▸ Trecho selecionado
────────────────

Gastos publicos e dilemas das politicas publicas no Brasil - Mansueto Almeida


O problema da carga tributária no Brasil

Recomendo a leitura de duas matérias interessantes neste domingo dia 19 de maio de 2013. Uma das matérias é do jornal O Globo é tem como foco o custeio do governo federal (clique aqui). A outra matéria é do jornal Folha de São Paulo e, a partir da análise da carga tributária de um litro de vinho, analisa porque a carga tributária é tão elevada no Brasil (clique aqui).
As duas matérias estão boas (parabéns as jornalistas Luiza Damé e Catarina Alencastro do Globo, e ao jornalista Ricardo Mioto da Folha), mas passam mensagens diferentes. Na matéria do Globo, a manchete fala de “inchaço de ministérios no governo Dilma” e mostra que: “Manter a estrutura e os funcionários das atuais 39 pastas do governo Dilma Rousseff, instaladas na Esplanada dos Ministérios e em outros prédios espalhados pela capital, custa pelo menos R$ 58,4 bilhões por ano aos cofres públicos. Esta verba, que está prevista no Orçamento Geral da União de 2013 para o custeio da máquina em Brasília, é mais que o dobro da que foi destinada ao maior programa social do governo, o Bolsa Família, que custará R$ 24,9 bilhões este ano”.

────────────────

▸ Lista de tarefas
- A) Extraia do trecho sobre a carga tributária tudo o que vai desde "Recomendo a leitura" até "no Brasil (clique aqui).".
- B) Prolongue o trecho sobre a carga tributária, escrevendo a continuação logo após a última frase apresentada.

[Dados de anotação por pontos]
────────────────

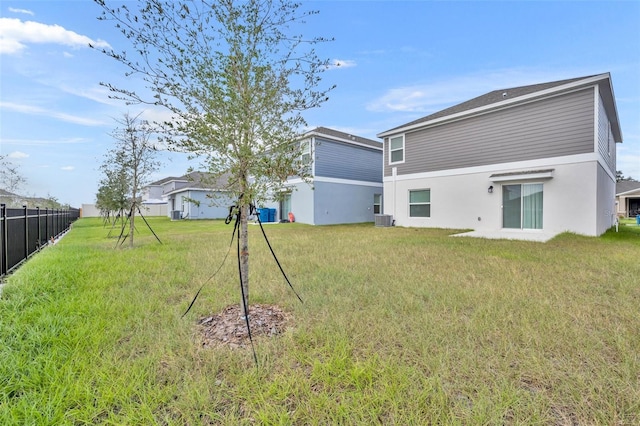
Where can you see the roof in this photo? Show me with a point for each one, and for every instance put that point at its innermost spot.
(344, 137)
(505, 97)
(625, 186)
(164, 180)
(202, 181)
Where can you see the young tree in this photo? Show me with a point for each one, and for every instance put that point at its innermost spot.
(113, 193)
(236, 78)
(129, 164)
(10, 177)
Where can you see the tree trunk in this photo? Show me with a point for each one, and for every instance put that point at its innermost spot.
(131, 224)
(244, 256)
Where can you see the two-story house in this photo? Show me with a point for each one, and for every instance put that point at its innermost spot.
(531, 159)
(346, 180)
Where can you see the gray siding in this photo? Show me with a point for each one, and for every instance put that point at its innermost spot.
(606, 144)
(340, 160)
(558, 126)
(339, 203)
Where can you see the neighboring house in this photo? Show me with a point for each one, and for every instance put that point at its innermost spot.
(195, 196)
(539, 158)
(346, 180)
(628, 198)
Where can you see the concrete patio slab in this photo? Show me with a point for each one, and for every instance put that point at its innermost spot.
(503, 234)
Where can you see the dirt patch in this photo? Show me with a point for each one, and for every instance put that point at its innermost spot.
(229, 327)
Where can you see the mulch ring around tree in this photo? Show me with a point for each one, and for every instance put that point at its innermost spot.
(230, 329)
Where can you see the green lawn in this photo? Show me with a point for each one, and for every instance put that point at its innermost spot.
(399, 326)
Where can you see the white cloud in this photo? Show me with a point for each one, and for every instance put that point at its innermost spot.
(341, 63)
(16, 34)
(25, 11)
(34, 110)
(431, 97)
(18, 155)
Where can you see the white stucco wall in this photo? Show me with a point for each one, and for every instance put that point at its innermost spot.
(460, 200)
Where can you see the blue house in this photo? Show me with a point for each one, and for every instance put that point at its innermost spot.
(346, 180)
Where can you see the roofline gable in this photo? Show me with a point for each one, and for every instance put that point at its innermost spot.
(344, 137)
(570, 84)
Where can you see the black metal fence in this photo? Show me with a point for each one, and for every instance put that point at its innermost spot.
(25, 231)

────────────────

▸ Respostas das tarefas
- A)
Recomendo a leitura de duas matérias interessantes neste domingo dia 19 de maio de 2013. Uma das matérias é do jornal O Globo é tem como foco o custeio do governo federal (clique aqui). A outra matéria é do jornal Folha de São Paulo e, a partir da análise da carga tributária de um litro de vinho, analisa porque a carga tributária é tão elevada no Brasil (clique aqui).

- B)
Os números estão corretos, mas é preciso ter cuidado com a interpretação que se tira da matéria. Explico. Esses R$ 58,4 bilhões representam algo como 1,2% do PIB. Pelos meus cálculos, esse número como percentual do PIB não sofreu grandes oscilações desde 2002. Assim, como o gasto público não financeiro do governo federal foi, em 2012, 18,2% do PIB; o custeio é algo como 7% da despesa primária do governo federal.
O que exatamente isso significa? Duas coisas. Primeiro, é claro que devemos criticar o governo federal pelo número excessivo de ministérios e, em um país como o Brasil com carga tributária de país desenvolvido, qualquer economia é importante. Segundo, não devemos, no entanto, achar que um controle do custeio seria suficiente para controlar a expansão do gasto público. Infelizmente não é. Não há como controlar a expansão de gasto público no Brasil sem modificar a dinâmica do crescimento dos gastos sociais.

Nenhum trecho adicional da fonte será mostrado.